■ Problems to work on ■
a - Answer these questions about the modulo 11 congruence thread:
(i) To which set do a, b and c belong?
(ii) In the attempt at a solution, on which variable was induction tried, and which variables were held fixed?
(iii) What divisibility criterion does the reply suggest, and how is it described in parentheses?
b - Carry the modulo 11 congruence thread forward from its last post.

■ Extract to read ■
Show that for all integers congruent modulo 11

[Lelouch]

Homework Statement

Let $a, b, c \in \mathbb{N \setminus \{0 \}}$. Show that for all $n \in \mathbb{Z}$ we have

$$n^{11a + 21b + 31c} \equiv n^{a + b + c} \quad (mod \text{ } 11).$$

Homework Equations

The Attempt at a Solution

We have to show that $11 | (n^{11a + 21b + 31c} - n^{a + b + c}) \iff \exists k \in \mathbb{Z} : n^{11a + 21b + 31c} - n^{a + b + c} = 11k.$

I tried showing that $11 | n^{11a + 21b + 31c}$ and $11 | - n^{a + b + c}$ and then conclude that $11 | (n^{11a + 21b + 31c} - n^{a + b + c})$. I also tried breaking down the variables in even and odd but that gave me too many cases which became tedious very fast. I also tried induction on a keeping b,c fixed.

 

[fresh_42]

Have you tried to work with $(n^{a+2b+3c})^{10} \equiv 0 \operatorname{mod} 11$ and perhaps the divisibility criterion of $11$ (alternating digit sum)? Or consider which remainders modulo $11$ become $0$ if taken to the $10-$th power.

■ Data lines ■
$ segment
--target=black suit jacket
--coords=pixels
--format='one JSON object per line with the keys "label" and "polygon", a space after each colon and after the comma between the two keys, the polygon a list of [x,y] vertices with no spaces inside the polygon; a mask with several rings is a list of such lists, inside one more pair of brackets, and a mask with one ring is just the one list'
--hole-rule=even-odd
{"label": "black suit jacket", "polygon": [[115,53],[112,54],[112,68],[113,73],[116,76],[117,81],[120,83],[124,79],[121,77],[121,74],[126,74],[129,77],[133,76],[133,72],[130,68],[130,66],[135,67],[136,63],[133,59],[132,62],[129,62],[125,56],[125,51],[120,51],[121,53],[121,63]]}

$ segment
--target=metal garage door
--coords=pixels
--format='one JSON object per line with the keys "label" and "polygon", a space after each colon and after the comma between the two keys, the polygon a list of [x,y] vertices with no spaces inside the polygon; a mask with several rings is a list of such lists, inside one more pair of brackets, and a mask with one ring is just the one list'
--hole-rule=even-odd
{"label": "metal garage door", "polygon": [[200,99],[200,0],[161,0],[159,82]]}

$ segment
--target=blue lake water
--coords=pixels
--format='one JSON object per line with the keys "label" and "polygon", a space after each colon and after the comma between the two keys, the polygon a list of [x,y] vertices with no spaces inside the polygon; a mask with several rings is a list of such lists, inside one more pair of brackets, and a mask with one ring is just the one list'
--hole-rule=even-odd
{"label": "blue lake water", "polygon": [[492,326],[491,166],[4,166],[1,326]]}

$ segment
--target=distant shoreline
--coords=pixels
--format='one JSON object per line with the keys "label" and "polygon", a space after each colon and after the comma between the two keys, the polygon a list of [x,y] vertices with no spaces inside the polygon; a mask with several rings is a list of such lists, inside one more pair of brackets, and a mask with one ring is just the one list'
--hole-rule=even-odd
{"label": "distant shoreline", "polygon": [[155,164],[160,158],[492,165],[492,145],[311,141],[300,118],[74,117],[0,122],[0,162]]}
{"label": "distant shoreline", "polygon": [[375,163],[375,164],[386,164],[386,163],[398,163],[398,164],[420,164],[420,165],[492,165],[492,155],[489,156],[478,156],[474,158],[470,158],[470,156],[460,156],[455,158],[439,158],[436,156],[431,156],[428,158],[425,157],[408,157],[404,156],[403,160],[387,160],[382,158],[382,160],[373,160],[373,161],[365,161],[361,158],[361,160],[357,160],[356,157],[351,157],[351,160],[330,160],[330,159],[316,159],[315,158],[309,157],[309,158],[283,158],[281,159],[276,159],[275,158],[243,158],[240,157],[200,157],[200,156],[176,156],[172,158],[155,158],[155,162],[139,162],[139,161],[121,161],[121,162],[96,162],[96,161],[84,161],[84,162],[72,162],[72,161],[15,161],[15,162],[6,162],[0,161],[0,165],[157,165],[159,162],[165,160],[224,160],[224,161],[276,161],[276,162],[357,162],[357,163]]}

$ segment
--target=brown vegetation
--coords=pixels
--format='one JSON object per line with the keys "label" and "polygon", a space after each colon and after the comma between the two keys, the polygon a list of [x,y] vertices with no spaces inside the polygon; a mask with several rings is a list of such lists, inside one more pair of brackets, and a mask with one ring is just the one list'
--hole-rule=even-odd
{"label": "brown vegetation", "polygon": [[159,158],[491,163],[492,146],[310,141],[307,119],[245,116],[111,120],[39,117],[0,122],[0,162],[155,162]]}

■ Solved problems ■
a -
(i) They belong to the natural numbers without 0, $\mathbb{N} \setminus \{0\}$.
(ii) Induction was tried on a, with b and c held fixed.
(iii) The reply suggests the divisibility criterion of 11, described as the alternating digit sum.

b -
 

[Lelouch]

What I've done is used Fermat's Little Theorem like this

\begin{equation*}
\begin{split}
n^{11a + 21b + 31c} & \equiv n^{11a}n^{21b}n^{31c} \text{ (mod 11)} \\
& \equiv (n^{a})^{11}(n^{b})^{11} (n^{b})^{10}(n^{c})^{11}(n^{c})^{11}(n^{c})^{9} \text{ (mod 11)} \\
& \equiv n^{a}n^{b} (n^{b})^{10}n^{c}n^{c}(n^{c})^{9} \text{ (mod 11)} \\
& \equiv n^{a}(n^{b})^{11}(n^{c})^{11} \text{ (mod 11)} \\
& \equiv n^{a}n^{b}n^{c} \text{ (mod 11)}.
\end{split}
\end{equation*}

Since 11 is a prime number we have by Fermat's Little Theorem that

\begin{equation*}
(n^{a})^{11} \equiv n^{a} \text{ (mod 11)} \quad \land \quad
(n^{b})^{11} \equiv n^{a} \text{ (mod 11)} \quad \land \quad (n^{c})^{11} \equiv n^{a} \text{ (mod 11)}.
\end{equation*}

Is this correct?

 

[fresh_42]

Yes, that's fine.